• Challenge:
Write out the entire listing below exactly, with the pictures left out.

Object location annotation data

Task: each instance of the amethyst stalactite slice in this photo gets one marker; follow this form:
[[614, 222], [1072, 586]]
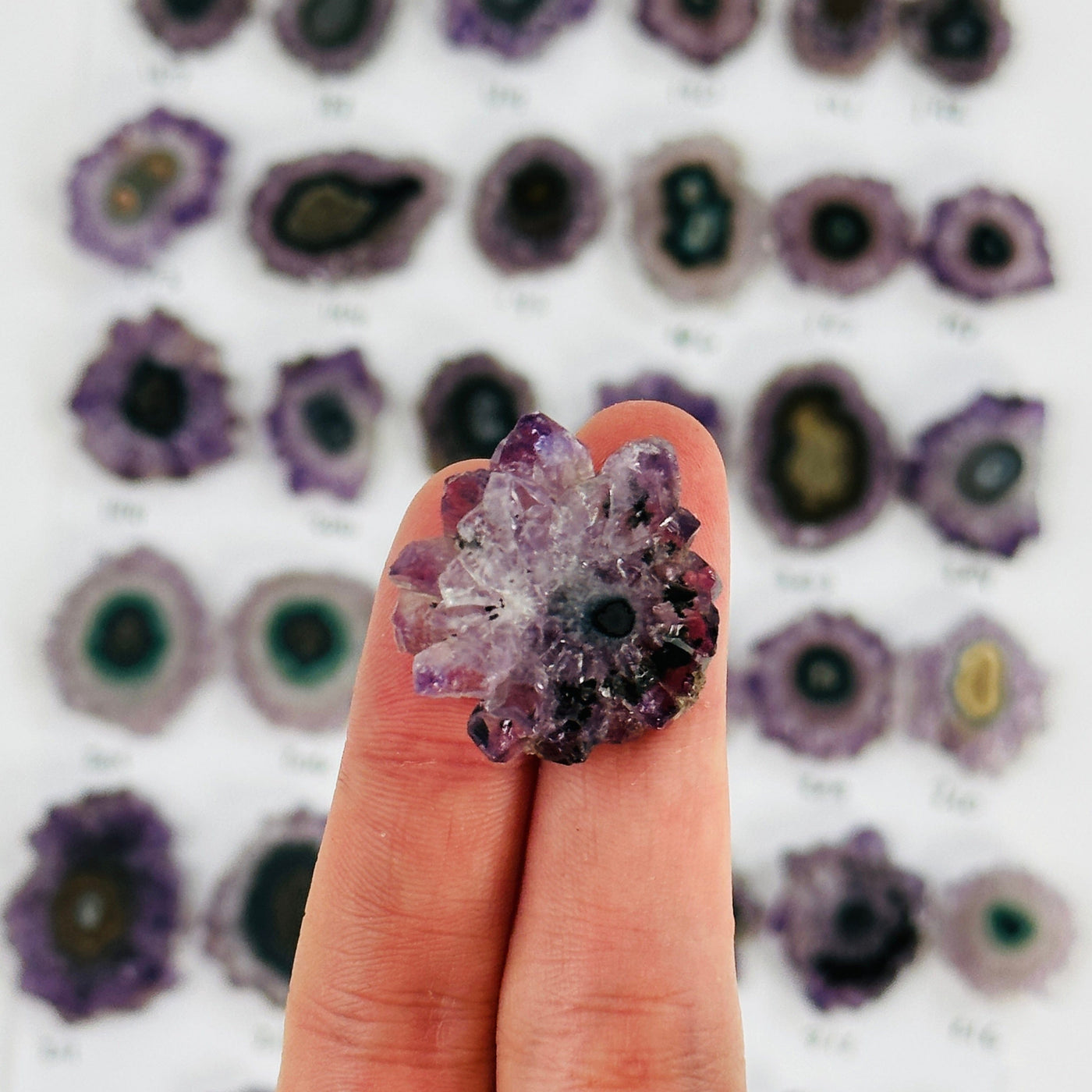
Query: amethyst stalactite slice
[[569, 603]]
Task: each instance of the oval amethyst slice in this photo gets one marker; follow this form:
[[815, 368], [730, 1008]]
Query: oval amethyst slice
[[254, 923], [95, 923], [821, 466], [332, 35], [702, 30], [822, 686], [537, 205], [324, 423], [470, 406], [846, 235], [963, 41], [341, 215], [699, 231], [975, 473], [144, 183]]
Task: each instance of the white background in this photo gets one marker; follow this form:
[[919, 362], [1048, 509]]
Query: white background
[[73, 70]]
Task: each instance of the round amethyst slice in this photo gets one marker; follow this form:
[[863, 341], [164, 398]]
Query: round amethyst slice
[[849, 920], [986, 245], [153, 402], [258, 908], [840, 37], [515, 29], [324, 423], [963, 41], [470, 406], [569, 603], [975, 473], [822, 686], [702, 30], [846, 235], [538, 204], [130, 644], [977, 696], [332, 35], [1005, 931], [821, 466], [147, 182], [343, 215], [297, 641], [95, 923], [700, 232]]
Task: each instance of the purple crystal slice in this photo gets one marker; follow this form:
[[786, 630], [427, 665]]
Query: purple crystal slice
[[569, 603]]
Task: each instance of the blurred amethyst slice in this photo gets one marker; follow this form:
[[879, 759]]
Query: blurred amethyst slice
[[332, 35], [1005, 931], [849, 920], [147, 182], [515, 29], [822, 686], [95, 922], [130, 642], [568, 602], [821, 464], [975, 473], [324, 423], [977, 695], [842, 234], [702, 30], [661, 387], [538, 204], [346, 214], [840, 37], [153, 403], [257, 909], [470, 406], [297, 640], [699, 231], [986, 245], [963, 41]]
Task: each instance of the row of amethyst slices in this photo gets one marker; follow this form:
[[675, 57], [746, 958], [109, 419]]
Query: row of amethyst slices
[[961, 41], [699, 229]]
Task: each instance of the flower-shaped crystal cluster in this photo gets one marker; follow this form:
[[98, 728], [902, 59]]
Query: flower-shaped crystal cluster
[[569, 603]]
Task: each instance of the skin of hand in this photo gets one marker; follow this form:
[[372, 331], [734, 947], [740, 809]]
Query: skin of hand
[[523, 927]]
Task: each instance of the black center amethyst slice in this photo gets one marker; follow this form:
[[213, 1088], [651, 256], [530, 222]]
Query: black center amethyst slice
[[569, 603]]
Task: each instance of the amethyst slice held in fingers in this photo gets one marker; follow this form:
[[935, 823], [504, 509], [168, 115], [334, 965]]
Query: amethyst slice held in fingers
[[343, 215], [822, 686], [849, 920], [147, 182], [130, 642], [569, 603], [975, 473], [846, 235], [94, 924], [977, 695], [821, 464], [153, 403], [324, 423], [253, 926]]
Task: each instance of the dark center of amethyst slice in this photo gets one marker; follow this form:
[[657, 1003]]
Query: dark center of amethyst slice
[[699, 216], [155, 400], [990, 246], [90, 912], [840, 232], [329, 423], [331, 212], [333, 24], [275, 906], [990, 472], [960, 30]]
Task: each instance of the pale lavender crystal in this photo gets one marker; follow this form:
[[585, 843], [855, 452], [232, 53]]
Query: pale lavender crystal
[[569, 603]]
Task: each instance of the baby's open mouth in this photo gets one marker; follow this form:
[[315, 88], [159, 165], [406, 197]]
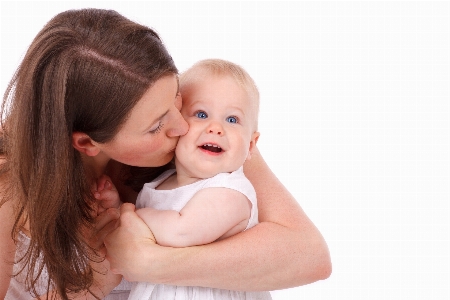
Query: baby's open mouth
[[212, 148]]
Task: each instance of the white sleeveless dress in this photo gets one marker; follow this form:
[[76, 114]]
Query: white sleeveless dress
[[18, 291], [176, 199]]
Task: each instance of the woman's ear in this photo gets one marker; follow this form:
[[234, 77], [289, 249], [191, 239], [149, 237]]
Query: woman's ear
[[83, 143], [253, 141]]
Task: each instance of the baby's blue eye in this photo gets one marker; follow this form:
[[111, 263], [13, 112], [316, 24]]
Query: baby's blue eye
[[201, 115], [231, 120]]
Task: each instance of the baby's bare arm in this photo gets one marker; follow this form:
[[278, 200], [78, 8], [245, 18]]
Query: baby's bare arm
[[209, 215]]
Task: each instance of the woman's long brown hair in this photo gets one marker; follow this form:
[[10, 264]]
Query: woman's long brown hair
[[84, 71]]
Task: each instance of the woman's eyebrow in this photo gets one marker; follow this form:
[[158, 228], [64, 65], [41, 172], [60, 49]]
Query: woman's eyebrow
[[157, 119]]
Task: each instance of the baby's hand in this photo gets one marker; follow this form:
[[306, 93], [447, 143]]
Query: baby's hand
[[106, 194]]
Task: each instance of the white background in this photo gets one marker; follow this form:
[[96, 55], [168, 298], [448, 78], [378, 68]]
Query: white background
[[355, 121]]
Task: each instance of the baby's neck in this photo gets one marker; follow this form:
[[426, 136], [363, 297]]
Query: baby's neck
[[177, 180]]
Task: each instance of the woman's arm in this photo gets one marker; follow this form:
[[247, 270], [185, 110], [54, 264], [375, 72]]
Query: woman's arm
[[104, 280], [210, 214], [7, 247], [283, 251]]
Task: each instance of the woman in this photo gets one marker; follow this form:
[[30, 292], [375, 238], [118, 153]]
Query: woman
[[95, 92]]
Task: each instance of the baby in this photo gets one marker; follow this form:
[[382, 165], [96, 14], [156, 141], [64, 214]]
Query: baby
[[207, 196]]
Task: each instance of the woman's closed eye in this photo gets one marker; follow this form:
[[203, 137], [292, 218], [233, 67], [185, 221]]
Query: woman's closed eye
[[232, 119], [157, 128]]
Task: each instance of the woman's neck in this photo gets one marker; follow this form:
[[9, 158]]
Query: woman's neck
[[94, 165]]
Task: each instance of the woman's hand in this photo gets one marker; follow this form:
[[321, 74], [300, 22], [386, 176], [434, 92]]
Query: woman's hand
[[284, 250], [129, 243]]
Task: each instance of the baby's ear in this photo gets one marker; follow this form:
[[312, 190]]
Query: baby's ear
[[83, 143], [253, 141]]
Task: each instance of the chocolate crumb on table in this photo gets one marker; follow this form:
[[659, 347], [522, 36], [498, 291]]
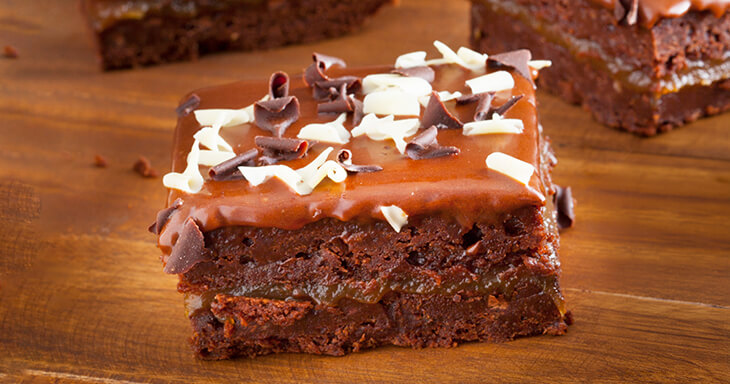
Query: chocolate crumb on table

• Answer for this exercise:
Task: each instance of the amethyst stalactite slice in this photo gets one marker; follow this form:
[[614, 222], [1072, 586]]
Query: amethyst stalactite slice
[[569, 603]]
Task: each instance of the oval amethyst slice in this photo gets one marker; follow this form:
[[815, 368], [730, 1008]]
Query: oval amethyst slice
[[254, 923], [95, 923], [821, 466], [332, 35], [702, 30], [822, 686], [537, 205], [324, 423], [470, 406], [846, 235], [963, 41], [341, 215], [699, 231], [975, 473], [144, 183]]
Task: each instance of the white background in this photo gets one marker; follow this form:
[[919, 362], [1048, 509]]
Query: white background
[[73, 70]]
Task: each instance of the round amethyst slice in this photo gets one marker; follow this form:
[[863, 341], [164, 398]]
Query: round amethyst slice
[[849, 920], [986, 245], [153, 402], [258, 908], [840, 37], [515, 29], [324, 423], [963, 41], [470, 406], [569, 603], [975, 473], [822, 686], [702, 30], [846, 235], [538, 204], [130, 644], [977, 696], [332, 35], [1005, 931], [821, 466], [147, 182], [343, 215], [297, 641], [95, 923], [700, 232]]
Task: each instance of the purple crystal slice in this photo gets one marker; follow this form:
[[786, 630], [427, 665]]
Query: purple crystal slice
[[569, 603]]
Task: each instance of the blurred amethyst slice in this photo gets one marker; follow this form:
[[879, 759]]
Query: blurred amethyst slice
[[332, 35], [1005, 931], [849, 920], [147, 182], [515, 29], [822, 686], [95, 922], [130, 642], [568, 602], [821, 464], [975, 473], [324, 423], [977, 695], [842, 234], [702, 30], [661, 387], [538, 204], [346, 214], [840, 37], [153, 403], [257, 909], [470, 406], [297, 640], [699, 231], [986, 245], [963, 41]]
Task: each instance of the row of amethyst slices in this photo gets one marker; follow this form:
[[675, 57], [746, 958], [109, 419]]
Query: row of amethyst slices
[[961, 41], [699, 229]]
Task: each instance of the flower-shaped crystal cluster in this photo gets one marker; follow this form:
[[98, 728], [902, 59]]
Query: flower-shaped crystal cluster
[[569, 603]]
Task: each instance of the skin of hand in this photo gets one marker; follow this form:
[[372, 331], [734, 947], [740, 809]]
Query: skin of hand
[[523, 927]]
Task: each instance of the black center amethyst slice in this photo gets one marker; follow this form:
[[213, 1088], [651, 256], [530, 222]]
Query: black center amethyst slice
[[569, 603]]
Task: each instance of the amethyst slice held in fingers in this photo gets one marker; follow this form:
[[935, 823], [504, 509], [168, 115], [334, 965]]
Query: amethyst slice held in fingers
[[343, 215], [822, 686], [849, 920], [147, 182], [130, 642], [569, 603], [975, 473], [846, 235], [94, 924], [977, 695], [821, 464], [153, 403], [324, 423], [253, 926]]
Task: each instance of the dark center of amethyst slice in this photo gets one marker; follow this form:
[[657, 1003]]
Query: dark center of amethyst slice
[[699, 216], [155, 400], [990, 246], [90, 912], [840, 232], [329, 423], [331, 212], [333, 24], [275, 906], [990, 472], [960, 30]]
Task: each instance of the pale lavender crystal in this photo gets one marker; follow this form:
[[585, 843], [855, 452], [232, 53]]
Query: pale lavender crystal
[[569, 603]]
Task: each instance of the baby's open mouth in this photo gets one marker; follow this form:
[[315, 88], [159, 165], [406, 197]]
Query: baby's open mouth
[[212, 148]]
Task: each instance of the white sleeveless dress in this photo gets one marker; follow this form:
[[76, 114]]
Query: white sleeveless dress
[[18, 291], [176, 199]]
Task: each instance of the woman's ear in this photo gets one marker; follow this form:
[[234, 77], [289, 249], [191, 239], [149, 237]]
Query: woman's ear
[[83, 143], [253, 141]]
Task: each instance of the baby's blue eye in this photo gets one marker; follow this form:
[[111, 263], [13, 112], [316, 24]]
Query: baby's blue eye
[[201, 115], [231, 120]]
Task: each instance of the baby's bare arm in this photo gets one marker; follow this form:
[[278, 200], [78, 8], [245, 18]]
Query: baby's bare arm
[[209, 215]]
Task: each instance of the woman's long brown hair in this photo gets one marker; follow this form:
[[10, 264]]
Query: woman's long brown hair
[[84, 71]]
Task: each instance of the woman's eyebrow in this photo gets one marker; follow this form:
[[158, 228], [64, 65], [41, 172], [60, 49]]
Query: woman's eyebrow
[[157, 119]]
Task: each instance of the baby's hand in this photo gets one marker; follow this form:
[[306, 93], [447, 143]]
Query: baby's hand
[[106, 194]]
Task: each instance of the white background in this photo gets one marker; follow this form:
[[96, 55], [168, 298], [448, 78], [378, 68]]
Query: white background
[[355, 121]]
Task: each instance of the baby's neck in this photo gets one marker; follow this form:
[[426, 136], [363, 297]]
Query: baby's neck
[[177, 180]]
Task: each instance of the woman's arm in this photo gets one marker; follow this form:
[[247, 270], [185, 110], [54, 264], [375, 72]]
Query: woman's arm
[[104, 280], [210, 214], [7, 247], [283, 251]]
Task: each instance of the woman in this photo gets one marker; follow this form:
[[30, 292], [375, 238], [118, 153]]
Query: woman
[[95, 92]]
Task: each instance of the baby in this photo gets one marker; follow this form:
[[382, 165], [96, 14], [156, 141], [64, 214]]
Query: baby
[[207, 196]]
Task: each instance of the woman's closed eye in this photo gets one marker; follow this form:
[[203, 137], [292, 218], [233, 67], [185, 221]]
Query: woman's closed eye
[[232, 119], [157, 128]]
Task: each instance of the woman's neck in this photo gets one marker; follow this form:
[[9, 158]]
Query: woman's neck
[[94, 165]]
Task: each instance of the woman's hand in this photo gets one marker; follow this form:
[[321, 74], [300, 22], [386, 176], [434, 92]]
Query: woman's hand
[[284, 250], [129, 243]]
Task: each instance of the baby's ear in this photo gets one marker; follow this form:
[[312, 190]]
Query: baby's ear
[[83, 143], [253, 141]]
Task: each instance of the chocolate crumb on table in this photo gets one marker; follow this form:
[[659, 347], [522, 36], [498, 291]]
Query: chocolate crumb on table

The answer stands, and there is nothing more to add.